▸ Instructions to follow:
From the line holding "Where can the bicycle mirror" through the end of the records below, both included, give those lines again with "bicycle mirror" replaced by "handlebar mirror" and nothing else altered.

▸ Provided information:
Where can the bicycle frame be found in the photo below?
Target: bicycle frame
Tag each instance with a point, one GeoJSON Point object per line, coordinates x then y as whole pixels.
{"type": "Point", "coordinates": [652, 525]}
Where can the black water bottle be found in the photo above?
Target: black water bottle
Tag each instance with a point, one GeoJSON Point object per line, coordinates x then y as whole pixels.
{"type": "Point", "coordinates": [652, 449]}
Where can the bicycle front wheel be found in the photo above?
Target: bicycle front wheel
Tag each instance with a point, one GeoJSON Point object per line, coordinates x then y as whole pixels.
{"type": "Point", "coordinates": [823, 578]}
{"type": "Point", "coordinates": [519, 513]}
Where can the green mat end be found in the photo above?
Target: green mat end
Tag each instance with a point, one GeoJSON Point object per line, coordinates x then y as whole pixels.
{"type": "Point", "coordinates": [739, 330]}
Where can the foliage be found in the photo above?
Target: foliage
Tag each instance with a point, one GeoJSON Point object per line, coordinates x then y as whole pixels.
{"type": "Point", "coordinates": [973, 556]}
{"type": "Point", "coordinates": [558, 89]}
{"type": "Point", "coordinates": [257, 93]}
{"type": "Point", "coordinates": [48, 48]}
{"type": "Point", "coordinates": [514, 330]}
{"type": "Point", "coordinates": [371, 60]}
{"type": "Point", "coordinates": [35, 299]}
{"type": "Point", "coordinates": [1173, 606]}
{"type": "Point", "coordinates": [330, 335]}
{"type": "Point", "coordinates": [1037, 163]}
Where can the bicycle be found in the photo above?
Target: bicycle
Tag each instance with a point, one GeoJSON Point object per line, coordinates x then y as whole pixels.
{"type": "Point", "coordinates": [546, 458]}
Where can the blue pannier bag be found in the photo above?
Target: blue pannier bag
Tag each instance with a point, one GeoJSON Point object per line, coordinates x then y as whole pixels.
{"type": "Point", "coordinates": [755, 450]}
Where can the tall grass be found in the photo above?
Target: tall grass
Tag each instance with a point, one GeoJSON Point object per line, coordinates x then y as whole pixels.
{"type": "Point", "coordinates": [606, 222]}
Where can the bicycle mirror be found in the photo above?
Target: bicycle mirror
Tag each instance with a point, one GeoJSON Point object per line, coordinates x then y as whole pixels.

▸ Exercise solution:
Where can the handlebar mirror be found in the photo above?
Target: handlebar mirror
Tag each instance with a point, one GeoJSON Point object per line, coordinates x then y as whole pixels.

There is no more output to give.